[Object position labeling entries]
---------------

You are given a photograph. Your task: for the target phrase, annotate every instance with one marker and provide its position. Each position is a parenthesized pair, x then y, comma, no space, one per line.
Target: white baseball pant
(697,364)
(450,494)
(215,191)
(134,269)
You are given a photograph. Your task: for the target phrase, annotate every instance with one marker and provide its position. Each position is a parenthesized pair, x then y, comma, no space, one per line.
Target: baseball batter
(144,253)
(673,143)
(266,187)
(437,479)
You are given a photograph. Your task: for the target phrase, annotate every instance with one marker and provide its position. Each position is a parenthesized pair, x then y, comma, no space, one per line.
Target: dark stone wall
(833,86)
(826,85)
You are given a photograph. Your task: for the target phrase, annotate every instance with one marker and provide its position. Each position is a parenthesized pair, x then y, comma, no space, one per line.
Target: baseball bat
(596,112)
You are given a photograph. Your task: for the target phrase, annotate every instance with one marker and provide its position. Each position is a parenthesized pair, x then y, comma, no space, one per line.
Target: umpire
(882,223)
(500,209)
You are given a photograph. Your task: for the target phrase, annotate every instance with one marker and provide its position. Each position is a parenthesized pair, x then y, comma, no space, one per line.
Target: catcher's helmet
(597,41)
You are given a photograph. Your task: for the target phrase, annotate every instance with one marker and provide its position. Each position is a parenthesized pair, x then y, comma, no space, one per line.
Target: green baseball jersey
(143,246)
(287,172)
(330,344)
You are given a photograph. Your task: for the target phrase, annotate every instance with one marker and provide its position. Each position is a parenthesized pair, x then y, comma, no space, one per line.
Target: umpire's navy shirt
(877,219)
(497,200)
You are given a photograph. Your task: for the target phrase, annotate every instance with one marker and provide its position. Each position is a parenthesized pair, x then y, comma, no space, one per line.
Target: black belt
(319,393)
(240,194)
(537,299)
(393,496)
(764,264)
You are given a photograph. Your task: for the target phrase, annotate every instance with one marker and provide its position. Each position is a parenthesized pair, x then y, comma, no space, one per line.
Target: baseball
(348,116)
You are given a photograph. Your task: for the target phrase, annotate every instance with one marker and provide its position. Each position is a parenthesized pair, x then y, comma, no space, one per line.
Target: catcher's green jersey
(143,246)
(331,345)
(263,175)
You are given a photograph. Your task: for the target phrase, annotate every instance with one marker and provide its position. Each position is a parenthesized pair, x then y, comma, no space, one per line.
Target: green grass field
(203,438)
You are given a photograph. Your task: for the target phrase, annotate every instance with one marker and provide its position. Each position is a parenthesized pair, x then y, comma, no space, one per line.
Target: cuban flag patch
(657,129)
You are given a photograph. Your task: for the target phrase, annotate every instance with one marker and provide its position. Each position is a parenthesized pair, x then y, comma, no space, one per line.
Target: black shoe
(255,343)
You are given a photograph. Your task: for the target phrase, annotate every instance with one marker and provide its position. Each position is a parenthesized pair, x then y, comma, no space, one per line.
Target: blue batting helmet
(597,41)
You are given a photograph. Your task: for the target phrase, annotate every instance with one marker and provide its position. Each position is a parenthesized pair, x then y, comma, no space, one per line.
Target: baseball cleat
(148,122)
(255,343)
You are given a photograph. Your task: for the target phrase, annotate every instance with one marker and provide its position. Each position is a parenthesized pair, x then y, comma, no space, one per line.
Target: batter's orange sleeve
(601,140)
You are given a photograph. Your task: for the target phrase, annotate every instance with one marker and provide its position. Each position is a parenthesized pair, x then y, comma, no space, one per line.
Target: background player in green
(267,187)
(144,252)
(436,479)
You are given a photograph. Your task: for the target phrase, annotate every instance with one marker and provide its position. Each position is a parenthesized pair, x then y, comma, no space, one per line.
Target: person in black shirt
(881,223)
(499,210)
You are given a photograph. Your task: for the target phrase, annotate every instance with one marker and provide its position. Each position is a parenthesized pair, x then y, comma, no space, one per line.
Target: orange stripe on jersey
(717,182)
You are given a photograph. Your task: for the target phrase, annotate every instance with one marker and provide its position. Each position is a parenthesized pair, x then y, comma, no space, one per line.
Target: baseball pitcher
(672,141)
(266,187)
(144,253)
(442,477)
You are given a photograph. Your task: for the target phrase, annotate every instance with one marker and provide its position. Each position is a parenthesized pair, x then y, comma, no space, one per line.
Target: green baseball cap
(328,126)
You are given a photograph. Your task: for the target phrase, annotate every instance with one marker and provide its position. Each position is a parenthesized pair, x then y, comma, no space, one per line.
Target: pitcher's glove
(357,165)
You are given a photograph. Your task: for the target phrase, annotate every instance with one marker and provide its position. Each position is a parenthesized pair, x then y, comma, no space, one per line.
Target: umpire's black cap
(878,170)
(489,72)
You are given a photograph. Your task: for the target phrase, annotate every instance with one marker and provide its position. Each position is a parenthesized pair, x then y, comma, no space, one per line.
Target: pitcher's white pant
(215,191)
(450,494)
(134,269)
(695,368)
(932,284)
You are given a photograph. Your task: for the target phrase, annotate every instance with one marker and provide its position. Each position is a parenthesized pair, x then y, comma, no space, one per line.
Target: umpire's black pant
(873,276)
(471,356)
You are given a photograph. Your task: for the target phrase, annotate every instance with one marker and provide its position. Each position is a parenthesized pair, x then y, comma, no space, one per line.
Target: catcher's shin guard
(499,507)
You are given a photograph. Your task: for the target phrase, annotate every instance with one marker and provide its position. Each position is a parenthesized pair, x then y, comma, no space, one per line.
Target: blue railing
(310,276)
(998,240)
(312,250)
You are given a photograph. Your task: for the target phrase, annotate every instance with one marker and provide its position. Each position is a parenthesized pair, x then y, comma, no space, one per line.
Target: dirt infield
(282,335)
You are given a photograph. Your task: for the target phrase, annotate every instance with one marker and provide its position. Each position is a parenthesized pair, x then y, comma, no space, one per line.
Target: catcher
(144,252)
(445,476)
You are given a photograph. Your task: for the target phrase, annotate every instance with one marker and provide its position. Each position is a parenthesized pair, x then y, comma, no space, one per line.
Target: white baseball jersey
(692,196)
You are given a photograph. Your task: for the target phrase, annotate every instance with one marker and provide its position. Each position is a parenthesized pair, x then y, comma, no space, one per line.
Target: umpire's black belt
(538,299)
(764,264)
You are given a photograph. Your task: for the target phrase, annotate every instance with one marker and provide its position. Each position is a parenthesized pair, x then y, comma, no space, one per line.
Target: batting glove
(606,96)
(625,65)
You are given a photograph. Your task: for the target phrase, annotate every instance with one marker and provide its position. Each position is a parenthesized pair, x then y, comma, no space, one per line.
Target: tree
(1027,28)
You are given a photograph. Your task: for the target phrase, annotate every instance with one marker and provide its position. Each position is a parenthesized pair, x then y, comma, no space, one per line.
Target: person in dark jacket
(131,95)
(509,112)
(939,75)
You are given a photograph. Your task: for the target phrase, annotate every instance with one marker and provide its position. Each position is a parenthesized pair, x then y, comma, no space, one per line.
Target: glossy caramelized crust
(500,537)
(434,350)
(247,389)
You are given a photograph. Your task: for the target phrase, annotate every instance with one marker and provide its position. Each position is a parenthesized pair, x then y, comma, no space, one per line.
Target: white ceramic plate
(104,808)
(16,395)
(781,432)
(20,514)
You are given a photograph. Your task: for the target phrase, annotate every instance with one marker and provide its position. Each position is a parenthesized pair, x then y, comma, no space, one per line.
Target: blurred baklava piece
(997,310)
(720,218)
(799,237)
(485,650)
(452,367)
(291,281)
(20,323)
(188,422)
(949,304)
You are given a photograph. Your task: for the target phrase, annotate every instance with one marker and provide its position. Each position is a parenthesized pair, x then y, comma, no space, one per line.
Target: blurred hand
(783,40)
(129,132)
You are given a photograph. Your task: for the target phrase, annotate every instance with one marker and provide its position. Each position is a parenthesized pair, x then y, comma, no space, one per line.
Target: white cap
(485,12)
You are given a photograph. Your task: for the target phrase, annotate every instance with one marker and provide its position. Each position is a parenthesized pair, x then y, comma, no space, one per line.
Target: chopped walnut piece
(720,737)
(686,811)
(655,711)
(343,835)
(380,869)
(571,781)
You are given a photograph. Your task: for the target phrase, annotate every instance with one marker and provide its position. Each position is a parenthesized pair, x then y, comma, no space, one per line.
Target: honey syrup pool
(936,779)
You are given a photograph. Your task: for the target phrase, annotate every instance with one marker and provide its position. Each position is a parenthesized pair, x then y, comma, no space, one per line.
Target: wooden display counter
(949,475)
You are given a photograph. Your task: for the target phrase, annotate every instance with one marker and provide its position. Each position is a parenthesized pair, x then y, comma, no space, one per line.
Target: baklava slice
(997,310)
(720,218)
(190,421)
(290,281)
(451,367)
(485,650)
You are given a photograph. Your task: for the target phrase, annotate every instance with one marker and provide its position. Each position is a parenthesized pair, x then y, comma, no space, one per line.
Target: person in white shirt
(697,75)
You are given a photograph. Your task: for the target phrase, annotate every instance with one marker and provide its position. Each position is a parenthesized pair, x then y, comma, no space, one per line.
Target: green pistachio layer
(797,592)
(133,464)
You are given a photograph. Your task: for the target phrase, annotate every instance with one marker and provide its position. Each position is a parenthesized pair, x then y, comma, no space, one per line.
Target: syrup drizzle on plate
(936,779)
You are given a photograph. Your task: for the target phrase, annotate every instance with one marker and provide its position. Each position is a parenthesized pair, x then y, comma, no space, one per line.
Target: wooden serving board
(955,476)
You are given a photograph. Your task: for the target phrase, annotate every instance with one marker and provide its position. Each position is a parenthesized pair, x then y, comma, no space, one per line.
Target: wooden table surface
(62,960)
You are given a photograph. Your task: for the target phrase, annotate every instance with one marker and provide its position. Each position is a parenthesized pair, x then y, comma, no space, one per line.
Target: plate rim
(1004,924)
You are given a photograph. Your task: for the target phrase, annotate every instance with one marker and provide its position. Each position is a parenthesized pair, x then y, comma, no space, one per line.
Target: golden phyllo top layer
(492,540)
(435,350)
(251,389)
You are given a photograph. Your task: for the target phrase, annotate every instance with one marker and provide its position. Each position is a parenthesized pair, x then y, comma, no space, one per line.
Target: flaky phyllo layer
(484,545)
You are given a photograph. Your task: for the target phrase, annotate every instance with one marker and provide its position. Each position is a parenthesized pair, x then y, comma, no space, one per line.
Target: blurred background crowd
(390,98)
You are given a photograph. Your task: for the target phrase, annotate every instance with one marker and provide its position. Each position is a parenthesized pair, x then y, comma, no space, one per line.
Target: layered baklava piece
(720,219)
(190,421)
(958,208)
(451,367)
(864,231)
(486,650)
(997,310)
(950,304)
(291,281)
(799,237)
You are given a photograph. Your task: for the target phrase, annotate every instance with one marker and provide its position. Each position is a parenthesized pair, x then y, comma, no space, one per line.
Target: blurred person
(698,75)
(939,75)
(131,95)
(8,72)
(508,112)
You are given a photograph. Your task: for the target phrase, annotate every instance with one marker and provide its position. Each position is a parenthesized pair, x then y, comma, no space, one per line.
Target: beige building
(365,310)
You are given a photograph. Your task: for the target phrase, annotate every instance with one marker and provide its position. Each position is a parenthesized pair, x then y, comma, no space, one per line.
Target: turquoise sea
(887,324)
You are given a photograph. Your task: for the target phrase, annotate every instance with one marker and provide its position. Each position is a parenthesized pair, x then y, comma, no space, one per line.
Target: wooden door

---------------

AIM OF THE EXERCISE: Count the rows that contain the word "plate", and reply with the number alone.

RESPONSE TO THE EXERCISE: 3